_Job:_ Reproduce the entries from their start through the line containing "point(212, 49)", with every "instance" switched to "occurrence" and all else unchanged. Leave the pictures out of your answer.

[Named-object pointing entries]
=-=-=
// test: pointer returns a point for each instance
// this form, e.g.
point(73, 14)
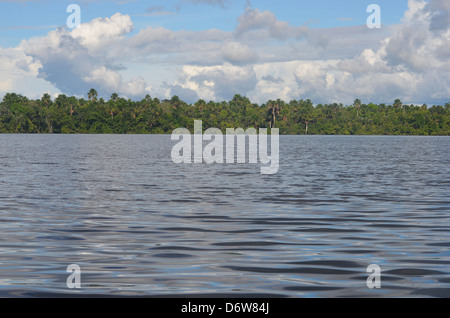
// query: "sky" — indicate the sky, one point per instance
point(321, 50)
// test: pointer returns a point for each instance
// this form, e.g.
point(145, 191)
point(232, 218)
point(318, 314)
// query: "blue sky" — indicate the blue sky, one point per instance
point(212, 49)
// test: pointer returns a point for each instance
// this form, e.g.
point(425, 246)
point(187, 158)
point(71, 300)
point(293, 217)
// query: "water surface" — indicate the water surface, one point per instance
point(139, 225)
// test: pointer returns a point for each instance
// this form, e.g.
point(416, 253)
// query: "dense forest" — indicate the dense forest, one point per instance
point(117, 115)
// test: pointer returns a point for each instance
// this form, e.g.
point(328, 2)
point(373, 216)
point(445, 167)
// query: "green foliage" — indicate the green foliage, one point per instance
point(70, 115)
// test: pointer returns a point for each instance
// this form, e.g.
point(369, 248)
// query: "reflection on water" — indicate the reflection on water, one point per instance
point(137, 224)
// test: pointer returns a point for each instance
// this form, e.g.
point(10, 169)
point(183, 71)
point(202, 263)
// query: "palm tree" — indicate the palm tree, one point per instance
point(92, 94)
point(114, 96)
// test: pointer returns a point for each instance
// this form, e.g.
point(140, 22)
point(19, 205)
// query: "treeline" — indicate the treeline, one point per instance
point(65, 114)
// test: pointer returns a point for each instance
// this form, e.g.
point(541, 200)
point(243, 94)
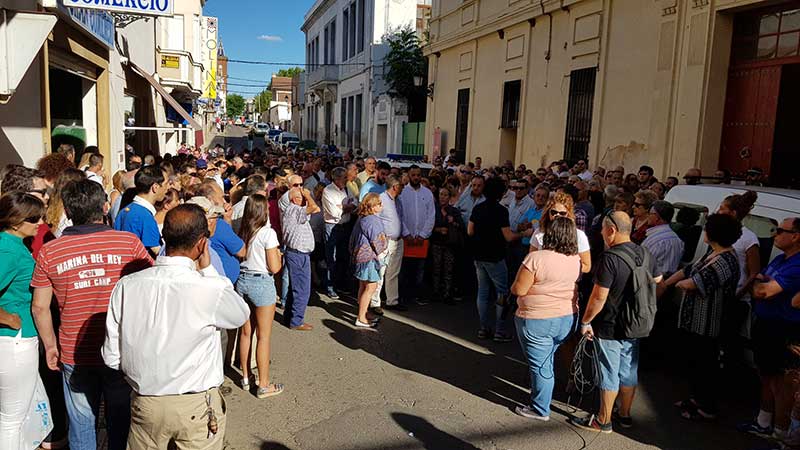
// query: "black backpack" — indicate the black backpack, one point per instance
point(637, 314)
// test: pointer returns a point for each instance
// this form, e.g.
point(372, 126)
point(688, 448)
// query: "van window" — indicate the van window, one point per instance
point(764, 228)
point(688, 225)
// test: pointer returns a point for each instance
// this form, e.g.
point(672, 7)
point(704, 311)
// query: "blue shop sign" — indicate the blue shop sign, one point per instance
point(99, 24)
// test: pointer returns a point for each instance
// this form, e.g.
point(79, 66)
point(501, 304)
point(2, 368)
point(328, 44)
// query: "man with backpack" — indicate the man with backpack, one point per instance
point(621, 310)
=-=-=
_Result of the exercise:_
// test: pointer returns a point for each occurrence
// this form, e.g.
point(73, 14)
// query: "sky" — indicate the sky, one point per occurrence
point(321, 50)
// test: pointer returns a point for each occurrence
// this form, e.g.
point(145, 191)
point(232, 218)
point(318, 314)
// query: "blue sky" — indicate the blue sky, one point per occurrence
point(212, 49)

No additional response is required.